Natural language region descriptions ▸
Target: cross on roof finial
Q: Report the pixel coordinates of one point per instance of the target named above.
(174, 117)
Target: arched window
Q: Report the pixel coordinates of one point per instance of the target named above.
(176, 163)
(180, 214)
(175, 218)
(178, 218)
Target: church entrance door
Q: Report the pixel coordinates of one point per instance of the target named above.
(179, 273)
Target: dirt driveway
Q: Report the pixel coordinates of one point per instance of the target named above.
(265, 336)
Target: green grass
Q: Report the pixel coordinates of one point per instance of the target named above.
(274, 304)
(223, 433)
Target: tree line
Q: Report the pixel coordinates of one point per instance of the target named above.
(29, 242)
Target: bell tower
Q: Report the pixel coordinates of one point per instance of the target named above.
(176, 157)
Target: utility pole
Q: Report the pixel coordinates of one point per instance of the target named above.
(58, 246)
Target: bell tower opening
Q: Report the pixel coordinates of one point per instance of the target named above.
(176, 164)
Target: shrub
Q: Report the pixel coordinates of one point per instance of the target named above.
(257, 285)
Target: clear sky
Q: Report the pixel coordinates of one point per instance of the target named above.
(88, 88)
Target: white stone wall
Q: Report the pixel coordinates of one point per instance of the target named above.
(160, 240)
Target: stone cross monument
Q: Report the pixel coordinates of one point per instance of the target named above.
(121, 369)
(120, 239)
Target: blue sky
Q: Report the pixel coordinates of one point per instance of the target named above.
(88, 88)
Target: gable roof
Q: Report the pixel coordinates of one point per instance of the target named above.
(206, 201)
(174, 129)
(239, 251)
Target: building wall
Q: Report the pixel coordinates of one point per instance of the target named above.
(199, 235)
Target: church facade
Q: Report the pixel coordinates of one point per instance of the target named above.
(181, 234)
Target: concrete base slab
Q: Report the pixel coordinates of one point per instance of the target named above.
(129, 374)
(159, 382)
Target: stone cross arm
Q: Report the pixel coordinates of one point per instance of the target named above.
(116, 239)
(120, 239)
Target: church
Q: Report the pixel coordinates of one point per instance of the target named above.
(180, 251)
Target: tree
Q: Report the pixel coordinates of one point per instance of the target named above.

Task objective ▸ Single out each line of the records above with the string "bell" in it, and copy it.

Written solution ▸
Target: bell tower
Target: bell tower opening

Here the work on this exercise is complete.